◆ What to work on: Select each line in the rows below that contains the word "steel" and copy those lines out in full.

──────── Records for processing ────────

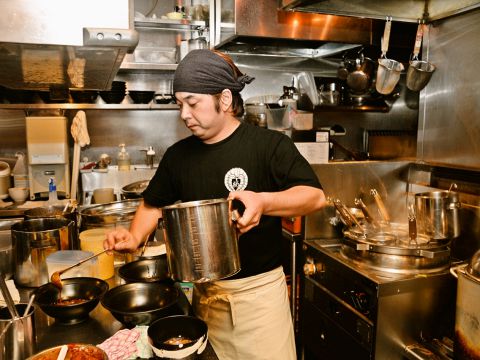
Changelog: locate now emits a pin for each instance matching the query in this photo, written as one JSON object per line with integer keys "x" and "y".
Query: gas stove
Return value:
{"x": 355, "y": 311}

────────
──────── Records for processing ────────

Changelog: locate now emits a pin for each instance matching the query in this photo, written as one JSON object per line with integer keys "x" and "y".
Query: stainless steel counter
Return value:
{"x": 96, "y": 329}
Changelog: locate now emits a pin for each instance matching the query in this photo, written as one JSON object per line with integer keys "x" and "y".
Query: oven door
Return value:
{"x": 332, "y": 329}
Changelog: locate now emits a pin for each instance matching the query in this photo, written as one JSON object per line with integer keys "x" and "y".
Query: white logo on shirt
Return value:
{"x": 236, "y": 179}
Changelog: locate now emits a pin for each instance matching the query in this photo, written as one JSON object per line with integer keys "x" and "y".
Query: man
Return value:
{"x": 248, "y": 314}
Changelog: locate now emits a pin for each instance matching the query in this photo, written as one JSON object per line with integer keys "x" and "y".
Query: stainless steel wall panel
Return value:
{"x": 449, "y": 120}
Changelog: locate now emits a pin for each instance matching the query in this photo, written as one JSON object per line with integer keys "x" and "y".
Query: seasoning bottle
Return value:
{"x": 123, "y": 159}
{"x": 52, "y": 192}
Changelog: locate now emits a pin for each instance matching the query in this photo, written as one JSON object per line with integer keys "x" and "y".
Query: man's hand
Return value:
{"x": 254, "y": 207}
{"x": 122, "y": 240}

────────

◆ Answer to the task:
Query: stainless steel counter
Query: stainless steel wall panel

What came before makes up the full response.